Below are the records. Restate word for word every line from the one that contains "Query: hanging light bulb" through the final line, both included.

§ Data section:
-- Opening Marker --
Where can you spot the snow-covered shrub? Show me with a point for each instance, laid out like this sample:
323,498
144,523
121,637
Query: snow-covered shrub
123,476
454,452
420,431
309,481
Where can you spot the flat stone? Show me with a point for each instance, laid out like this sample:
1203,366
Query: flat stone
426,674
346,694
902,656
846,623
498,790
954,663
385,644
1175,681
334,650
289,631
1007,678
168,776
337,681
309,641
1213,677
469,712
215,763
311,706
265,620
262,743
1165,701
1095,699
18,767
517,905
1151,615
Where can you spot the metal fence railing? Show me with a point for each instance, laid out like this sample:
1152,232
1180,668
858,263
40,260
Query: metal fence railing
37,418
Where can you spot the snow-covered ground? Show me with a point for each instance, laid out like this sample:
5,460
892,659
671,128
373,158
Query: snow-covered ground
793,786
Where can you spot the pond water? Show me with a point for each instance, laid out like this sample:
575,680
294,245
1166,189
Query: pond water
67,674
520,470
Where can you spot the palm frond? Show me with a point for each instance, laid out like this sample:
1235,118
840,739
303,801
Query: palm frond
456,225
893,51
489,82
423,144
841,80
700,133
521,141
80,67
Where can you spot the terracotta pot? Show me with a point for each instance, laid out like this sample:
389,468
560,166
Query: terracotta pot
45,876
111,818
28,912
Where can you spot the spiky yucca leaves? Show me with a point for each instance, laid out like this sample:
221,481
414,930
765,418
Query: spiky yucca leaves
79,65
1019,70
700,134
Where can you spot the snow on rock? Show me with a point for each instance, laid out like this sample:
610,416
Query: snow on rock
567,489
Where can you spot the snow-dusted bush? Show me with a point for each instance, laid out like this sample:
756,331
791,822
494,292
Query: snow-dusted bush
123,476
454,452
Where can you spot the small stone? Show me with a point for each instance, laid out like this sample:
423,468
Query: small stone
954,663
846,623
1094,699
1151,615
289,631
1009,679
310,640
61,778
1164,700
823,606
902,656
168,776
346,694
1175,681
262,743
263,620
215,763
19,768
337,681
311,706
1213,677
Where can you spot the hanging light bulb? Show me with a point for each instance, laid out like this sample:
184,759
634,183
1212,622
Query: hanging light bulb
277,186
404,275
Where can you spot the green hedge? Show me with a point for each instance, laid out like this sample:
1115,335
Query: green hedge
-- Closing Marker --
§ Answer area:
Query: hanging light bulb
277,186
404,275
Where can you spot the green hedge? Show me with a point for each instance, laid out like this sample:
1115,335
Query: green hedge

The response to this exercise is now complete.